Work request. The answer consists solely of the lines running from the one with "In this exercise you will mark each instance of the human" through the final line below, transcribed exactly and without any pictures.

Exercise input.
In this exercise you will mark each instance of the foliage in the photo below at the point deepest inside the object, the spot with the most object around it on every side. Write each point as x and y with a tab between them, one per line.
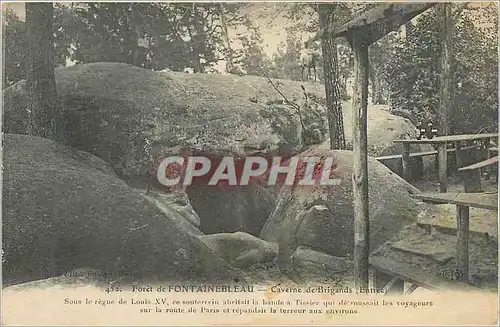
155	36
412	73
251	58
15	45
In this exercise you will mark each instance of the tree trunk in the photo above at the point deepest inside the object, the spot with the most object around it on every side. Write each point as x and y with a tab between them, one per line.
408	29
331	77
377	97
225	35
198	40
444	18
360	167
41	84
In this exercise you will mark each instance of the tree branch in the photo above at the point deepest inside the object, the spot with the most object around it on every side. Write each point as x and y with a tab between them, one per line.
464	6
296	106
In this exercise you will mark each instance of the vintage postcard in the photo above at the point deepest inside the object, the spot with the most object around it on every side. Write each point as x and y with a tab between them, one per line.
249	163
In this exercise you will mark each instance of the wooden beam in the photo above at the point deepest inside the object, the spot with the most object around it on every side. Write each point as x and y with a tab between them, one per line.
463	242
484	163
477	200
428	280
443	167
395	286
375	22
406	162
451	138
360	165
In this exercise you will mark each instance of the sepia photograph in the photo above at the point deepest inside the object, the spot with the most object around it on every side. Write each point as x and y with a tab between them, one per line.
249	163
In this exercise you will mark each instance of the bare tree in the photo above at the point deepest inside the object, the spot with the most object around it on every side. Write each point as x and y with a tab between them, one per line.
41	84
331	76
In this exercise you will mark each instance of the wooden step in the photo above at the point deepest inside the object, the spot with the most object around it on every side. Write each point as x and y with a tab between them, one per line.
422	154
421	278
484	163
440	251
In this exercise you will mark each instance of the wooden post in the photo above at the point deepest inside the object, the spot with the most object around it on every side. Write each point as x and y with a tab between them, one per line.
487	145
360	167
406	162
463	242
443	167
458	155
392	285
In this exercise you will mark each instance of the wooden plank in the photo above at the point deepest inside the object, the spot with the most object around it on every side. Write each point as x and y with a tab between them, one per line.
422	154
412	155
374	22
406	162
360	166
443	167
481	164
463	242
458	154
395	286
411	289
423	279
477	200
450	138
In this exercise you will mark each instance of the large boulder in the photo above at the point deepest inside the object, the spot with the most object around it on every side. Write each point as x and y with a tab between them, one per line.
64	209
322	217
122	113
128	116
240	249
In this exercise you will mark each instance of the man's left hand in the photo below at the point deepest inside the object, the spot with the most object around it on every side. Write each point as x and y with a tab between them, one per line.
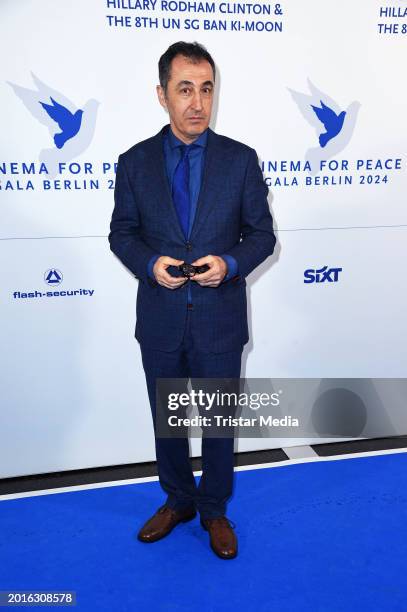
214	276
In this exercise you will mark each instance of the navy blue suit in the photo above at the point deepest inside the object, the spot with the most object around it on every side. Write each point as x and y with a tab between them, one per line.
197	332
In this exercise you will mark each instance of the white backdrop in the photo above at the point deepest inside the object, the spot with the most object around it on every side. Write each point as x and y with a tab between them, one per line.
73	388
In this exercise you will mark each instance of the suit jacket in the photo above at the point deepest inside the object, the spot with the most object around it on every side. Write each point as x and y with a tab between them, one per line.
232	216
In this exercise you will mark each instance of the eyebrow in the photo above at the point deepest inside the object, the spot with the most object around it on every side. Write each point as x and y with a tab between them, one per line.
183	83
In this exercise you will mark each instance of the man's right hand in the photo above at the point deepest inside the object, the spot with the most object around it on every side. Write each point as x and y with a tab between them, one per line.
161	275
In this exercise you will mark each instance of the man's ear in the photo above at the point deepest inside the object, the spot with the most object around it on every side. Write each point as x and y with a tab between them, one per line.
161	96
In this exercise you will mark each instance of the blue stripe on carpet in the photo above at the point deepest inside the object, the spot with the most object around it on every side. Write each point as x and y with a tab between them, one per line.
322	536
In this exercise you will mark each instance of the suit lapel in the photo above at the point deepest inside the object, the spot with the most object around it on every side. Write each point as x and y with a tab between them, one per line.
209	185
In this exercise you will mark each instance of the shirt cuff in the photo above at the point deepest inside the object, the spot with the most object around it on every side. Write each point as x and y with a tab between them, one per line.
232	266
150	266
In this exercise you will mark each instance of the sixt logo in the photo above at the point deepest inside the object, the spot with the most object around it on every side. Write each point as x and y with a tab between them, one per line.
71	128
334	126
323	274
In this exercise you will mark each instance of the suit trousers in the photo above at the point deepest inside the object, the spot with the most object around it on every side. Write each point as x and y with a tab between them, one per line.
173	461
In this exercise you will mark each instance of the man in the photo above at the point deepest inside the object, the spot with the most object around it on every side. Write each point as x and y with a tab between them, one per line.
189	195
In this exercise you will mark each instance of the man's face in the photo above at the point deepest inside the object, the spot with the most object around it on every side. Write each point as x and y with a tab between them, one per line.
189	97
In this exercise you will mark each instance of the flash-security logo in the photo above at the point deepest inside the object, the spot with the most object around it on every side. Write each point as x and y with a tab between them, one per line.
71	128
333	125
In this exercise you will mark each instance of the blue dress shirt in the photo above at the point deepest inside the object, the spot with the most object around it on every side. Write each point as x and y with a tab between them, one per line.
172	154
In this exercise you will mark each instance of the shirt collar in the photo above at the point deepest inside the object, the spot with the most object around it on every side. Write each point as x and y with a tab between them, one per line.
176	142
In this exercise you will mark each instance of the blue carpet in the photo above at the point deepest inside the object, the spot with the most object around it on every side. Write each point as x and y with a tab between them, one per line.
325	536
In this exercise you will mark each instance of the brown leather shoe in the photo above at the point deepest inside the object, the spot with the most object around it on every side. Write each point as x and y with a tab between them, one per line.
163	522
222	537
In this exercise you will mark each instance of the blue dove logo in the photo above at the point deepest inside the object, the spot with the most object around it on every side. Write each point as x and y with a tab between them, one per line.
318	108
69	123
331	121
51	108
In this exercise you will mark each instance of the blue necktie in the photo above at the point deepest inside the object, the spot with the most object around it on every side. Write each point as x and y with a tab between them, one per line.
180	189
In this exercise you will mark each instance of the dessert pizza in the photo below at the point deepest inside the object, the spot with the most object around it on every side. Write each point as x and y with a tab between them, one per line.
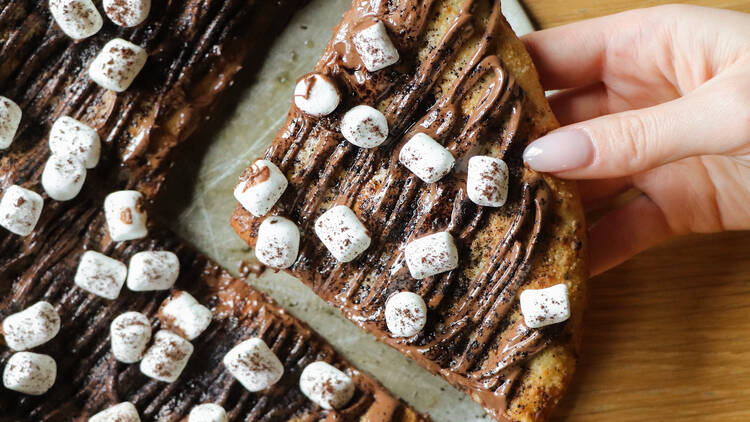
106	316
397	192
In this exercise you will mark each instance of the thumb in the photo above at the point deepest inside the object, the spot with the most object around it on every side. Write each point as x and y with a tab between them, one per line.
626	143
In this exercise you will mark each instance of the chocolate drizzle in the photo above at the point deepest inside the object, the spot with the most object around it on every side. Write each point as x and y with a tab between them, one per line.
475	337
45	72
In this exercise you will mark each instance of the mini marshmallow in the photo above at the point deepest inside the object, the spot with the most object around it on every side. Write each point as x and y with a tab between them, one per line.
34	326
123	412
10	118
342	233
430	255
185	315
129	335
544	307
78	19
126	215
426	158
153	270
208	412
30	373
117	65
20	210
127	13
326	386
487	181
405	314
254	365
63	177
101	275
316	95
364	126
69	137
375	47
261	185
278	242
167	357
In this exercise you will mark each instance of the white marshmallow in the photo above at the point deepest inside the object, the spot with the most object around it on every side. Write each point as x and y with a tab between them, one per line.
10	118
117	65
101	275
278	242
261	185
78	19
185	315
364	126
375	47
34	326
127	13
544	307
342	233
208	412
30	373
167	357
153	270
487	181
20	210
69	137
426	158
326	386
63	177
254	365
129	335
405	314
316	95
430	255
126	215
123	412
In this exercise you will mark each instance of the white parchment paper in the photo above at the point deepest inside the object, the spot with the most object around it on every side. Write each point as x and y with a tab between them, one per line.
243	137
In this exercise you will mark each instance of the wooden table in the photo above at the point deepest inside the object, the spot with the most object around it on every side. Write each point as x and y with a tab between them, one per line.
667	335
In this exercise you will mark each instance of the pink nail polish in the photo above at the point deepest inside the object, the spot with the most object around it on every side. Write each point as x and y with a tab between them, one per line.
562	150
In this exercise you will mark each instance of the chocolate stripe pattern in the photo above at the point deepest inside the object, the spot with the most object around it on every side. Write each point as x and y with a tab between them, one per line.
195	50
474	336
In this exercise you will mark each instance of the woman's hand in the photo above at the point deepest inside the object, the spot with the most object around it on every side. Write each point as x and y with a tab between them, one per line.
659	100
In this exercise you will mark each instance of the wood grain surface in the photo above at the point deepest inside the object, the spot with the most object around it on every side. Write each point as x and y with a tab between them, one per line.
667	334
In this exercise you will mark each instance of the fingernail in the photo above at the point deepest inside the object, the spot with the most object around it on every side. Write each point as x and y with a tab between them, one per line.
566	149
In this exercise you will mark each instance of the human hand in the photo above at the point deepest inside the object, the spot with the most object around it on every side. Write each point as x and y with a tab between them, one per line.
654	99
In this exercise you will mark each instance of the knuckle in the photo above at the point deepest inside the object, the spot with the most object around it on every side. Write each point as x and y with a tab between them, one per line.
633	132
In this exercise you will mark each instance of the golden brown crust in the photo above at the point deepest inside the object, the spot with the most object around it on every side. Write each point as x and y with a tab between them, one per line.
514	380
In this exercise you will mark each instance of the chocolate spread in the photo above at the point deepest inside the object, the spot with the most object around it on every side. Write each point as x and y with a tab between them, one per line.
45	72
473	337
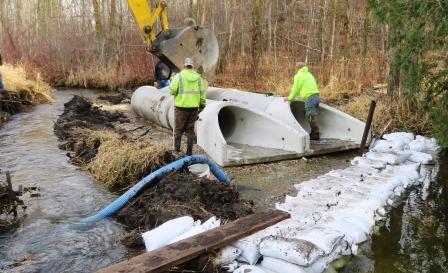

Response.
In this exercise you will mark each instance of the human hand in the photo above at the point deepest inside the object, the spot with the most object around it on every side. Write each point as x and y with a tab between them, one per line.
654	99
In this exercise you will mark each instance of the knuckle in the photo above at the point deepest inside the object, the spot with the most object around it on every side. Write each point as x and y with a tab between them, one per line.
633	132
In this exercise you will mark each instance of the golden brown crust in the photo above at the point deepest inside the object, the spot with the most object around it on every side. Write each point as x and y with a tab between them, one per line.
514	380
In this exercise you will mark each instance of the chocolate spread in the photo above at the point deepest inside the object, the spot with the most object around it on every side. Write each point as x and y with a tab between them, one per line.
45	72
473	337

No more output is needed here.